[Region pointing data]
----------

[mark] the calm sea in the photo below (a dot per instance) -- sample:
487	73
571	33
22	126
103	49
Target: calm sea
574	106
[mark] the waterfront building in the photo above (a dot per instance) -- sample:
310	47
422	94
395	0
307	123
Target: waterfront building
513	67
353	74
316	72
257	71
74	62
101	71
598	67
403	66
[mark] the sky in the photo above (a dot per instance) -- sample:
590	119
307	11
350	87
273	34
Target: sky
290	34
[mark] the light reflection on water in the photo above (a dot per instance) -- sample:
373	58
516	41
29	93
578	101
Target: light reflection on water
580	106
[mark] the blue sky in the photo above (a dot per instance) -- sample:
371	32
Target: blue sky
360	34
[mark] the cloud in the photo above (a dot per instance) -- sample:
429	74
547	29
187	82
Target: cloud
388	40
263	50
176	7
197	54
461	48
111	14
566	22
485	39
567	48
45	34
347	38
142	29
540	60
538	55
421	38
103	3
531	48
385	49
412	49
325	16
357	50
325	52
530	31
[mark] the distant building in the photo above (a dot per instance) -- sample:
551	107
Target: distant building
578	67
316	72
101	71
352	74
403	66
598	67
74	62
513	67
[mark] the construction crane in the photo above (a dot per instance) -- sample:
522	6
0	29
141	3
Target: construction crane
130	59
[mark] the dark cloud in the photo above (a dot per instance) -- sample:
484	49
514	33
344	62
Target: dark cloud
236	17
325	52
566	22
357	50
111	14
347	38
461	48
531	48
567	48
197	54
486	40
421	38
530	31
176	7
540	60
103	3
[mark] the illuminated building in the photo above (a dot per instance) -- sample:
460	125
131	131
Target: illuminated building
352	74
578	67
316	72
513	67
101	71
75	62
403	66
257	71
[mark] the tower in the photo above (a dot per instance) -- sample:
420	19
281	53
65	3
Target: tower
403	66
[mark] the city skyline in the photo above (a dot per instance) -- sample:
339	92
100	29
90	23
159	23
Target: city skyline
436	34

----------

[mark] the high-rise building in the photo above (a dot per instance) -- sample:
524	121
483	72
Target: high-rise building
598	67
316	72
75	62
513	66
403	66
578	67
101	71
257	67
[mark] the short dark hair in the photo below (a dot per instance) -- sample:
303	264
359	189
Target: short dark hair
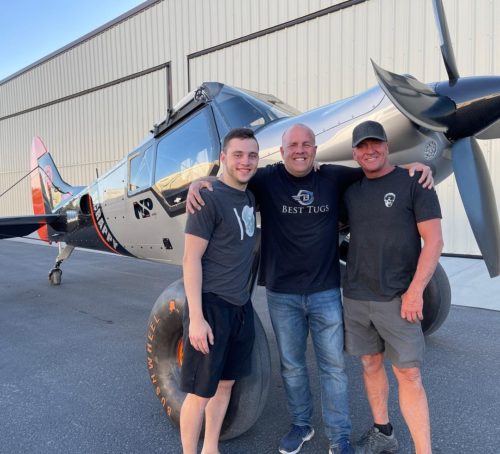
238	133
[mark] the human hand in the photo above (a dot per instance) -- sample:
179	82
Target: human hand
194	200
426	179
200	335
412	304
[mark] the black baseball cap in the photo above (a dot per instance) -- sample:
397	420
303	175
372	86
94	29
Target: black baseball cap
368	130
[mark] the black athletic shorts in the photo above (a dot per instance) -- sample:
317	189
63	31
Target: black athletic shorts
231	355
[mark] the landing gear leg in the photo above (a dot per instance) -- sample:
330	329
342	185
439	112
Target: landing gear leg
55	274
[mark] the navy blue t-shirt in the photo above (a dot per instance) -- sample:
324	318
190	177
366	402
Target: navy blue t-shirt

----------

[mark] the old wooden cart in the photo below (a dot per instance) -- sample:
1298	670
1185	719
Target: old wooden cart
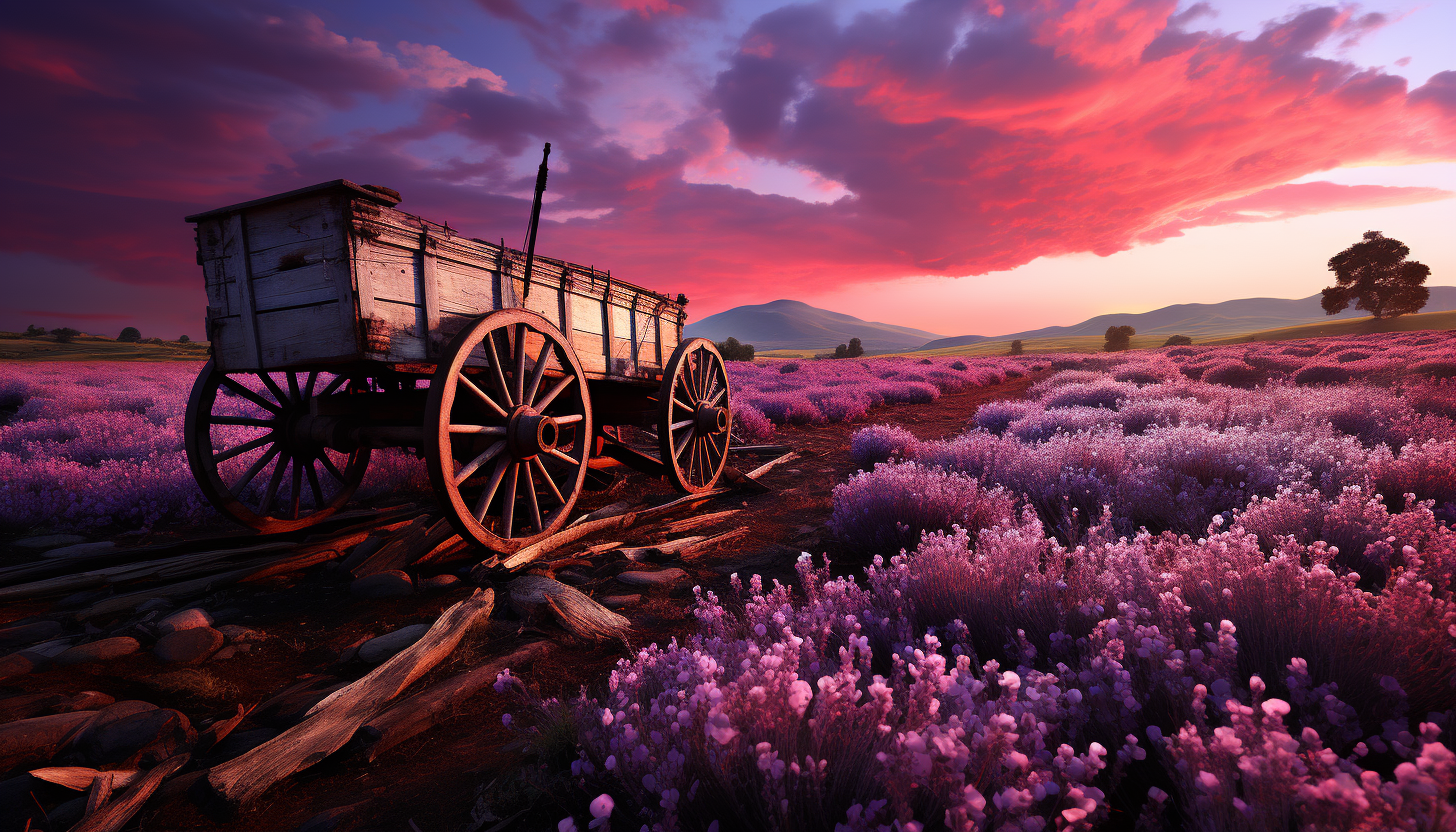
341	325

----------

EXERCISE DESCRIPTION → Wherever the word "shirt" turns up in the records above, copy the line that holds it.

FINISHED TASK →
[mark] the navy blue t-shirt in the photo above (a dot per instance) -- sample:
Target: navy blue t-shirt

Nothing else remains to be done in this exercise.